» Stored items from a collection
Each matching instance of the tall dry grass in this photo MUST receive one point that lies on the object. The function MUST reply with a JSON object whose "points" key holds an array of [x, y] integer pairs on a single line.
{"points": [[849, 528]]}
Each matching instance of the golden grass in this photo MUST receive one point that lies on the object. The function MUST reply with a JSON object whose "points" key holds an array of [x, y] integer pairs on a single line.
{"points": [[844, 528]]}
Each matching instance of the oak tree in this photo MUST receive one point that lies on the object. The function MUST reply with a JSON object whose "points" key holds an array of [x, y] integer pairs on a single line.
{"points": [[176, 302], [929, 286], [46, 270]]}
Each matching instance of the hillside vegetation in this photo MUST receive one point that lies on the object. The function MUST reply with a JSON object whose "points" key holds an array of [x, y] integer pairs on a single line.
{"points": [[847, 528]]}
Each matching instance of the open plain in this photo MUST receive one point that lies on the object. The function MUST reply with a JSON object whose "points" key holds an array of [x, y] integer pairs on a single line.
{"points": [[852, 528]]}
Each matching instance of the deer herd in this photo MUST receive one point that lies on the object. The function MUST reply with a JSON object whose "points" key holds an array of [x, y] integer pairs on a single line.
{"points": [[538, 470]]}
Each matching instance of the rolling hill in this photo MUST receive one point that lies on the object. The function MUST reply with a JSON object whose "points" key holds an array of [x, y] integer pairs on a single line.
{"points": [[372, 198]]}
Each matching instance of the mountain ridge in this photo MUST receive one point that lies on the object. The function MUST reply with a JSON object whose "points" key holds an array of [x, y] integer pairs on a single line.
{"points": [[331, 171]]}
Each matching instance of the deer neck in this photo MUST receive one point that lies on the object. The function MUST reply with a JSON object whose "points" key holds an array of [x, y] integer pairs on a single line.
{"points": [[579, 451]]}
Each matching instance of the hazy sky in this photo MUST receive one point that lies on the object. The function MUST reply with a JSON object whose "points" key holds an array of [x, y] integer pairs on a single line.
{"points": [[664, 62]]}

» WHAT YOU HAVE TO DO
Reproduce the stretch from the line containing "Each matching instance of the hazy" through the end of the material, replacing "photo" with "image" and keeping everything else unchanged.

» ANSWER
Each matching instance of the hazy sky in this image MUST receive one point that lies on the object. The function MUST reply with a JSON object whose "points" key holds an array of [x, y] integer pairs on a single line.
{"points": [[664, 62]]}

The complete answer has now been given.